• [TASK REQUIREMENTS]: Each line of the listing must be transcribed exactly, except for the images, which should be excluded.

• [RECORDS PROVIDED]:

>> START

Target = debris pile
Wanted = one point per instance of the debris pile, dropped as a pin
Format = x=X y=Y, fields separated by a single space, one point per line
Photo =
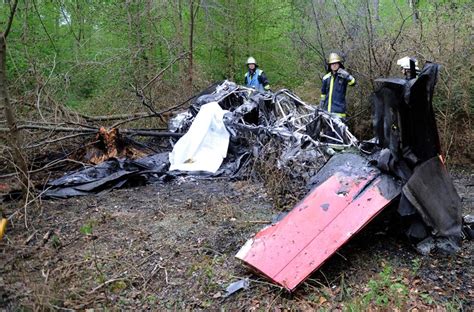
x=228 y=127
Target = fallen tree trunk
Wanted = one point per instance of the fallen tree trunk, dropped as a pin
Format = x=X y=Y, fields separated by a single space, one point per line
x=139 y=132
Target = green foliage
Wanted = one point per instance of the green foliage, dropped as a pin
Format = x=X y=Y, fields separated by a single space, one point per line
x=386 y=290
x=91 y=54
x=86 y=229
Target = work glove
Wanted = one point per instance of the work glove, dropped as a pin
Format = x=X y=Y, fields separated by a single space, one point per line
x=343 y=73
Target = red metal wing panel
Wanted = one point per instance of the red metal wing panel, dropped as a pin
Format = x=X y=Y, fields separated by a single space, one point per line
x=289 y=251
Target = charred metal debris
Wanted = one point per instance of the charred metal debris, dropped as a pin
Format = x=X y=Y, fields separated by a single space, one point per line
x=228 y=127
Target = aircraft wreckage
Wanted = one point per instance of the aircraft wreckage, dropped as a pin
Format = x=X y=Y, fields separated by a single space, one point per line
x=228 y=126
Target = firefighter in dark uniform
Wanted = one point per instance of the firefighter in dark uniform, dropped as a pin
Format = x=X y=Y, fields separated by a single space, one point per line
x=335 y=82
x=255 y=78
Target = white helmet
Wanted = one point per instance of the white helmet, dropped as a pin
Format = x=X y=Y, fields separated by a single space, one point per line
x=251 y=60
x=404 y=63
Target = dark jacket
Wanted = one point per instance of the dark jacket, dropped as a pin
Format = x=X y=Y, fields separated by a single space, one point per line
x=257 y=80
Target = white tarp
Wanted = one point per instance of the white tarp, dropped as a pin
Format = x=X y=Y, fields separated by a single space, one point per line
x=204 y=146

>> END

• [EXERCISE ANSWER]:
Target = debris pile
Wanted = one point per instance of the debris pile, dropped as a pin
Format = x=X y=Y, fields separated by a single space, one point per line
Photo =
x=228 y=127
Target = fallen tree trunk
Wanted = one point per instance of the fallen tree trunk, dropped as a pin
Format = x=X y=Y, fields separated by a single space, one point per line
x=139 y=132
Target = green foliage
Wanted = one point per instance of the green foliage, dropped as a pin
Format = x=X y=Y, fields separated by a single space, one point per line
x=386 y=290
x=91 y=54
x=86 y=229
Target = work glove
Wanted = one point per instance of the work glove, dropped as a pin
Format = x=X y=Y, fields separated by a single space, one point per line
x=343 y=73
Target = red metal wing panel
Wanted = one point per instance of the red metal wing panel, dropped as a pin
Format = x=X y=Y, fields separated by a single space, one point per line
x=289 y=251
Target = charred metal debris
Wanted = one point per instance of the charred metal debris, dropped as a pin
Format = x=X y=Y, fields separated by a single space, one point per line
x=228 y=127
Target = aircraft wreckage
Wanted = one point per instance of the aircraft wreckage, dropped as a pin
Format = x=X y=Y, fields separated by a single space, one point per line
x=228 y=126
Target = firefighter in dark uniform
Wanted = one point per instance of the firefighter in dark uniform, dropped as a pin
Format = x=X y=Y, fields separated by a single space, one point per line
x=335 y=82
x=255 y=78
Target = white helmet
Wanted = one point per instance of the white helmet, dropped as a pin
Format = x=X y=Y, fields separated by a single space, one point per line
x=251 y=60
x=404 y=63
Target = dark jacket
Wanted = one point per instance of the dark jacket, dropped as a pin
Format = x=X y=Y, fields separated by a single space, one point per line
x=257 y=80
Target = white tarp
Wanted = one point per instance of the white tarp, dropped as a pin
Format = x=X y=Y, fields separated by a single space, one point per line
x=204 y=146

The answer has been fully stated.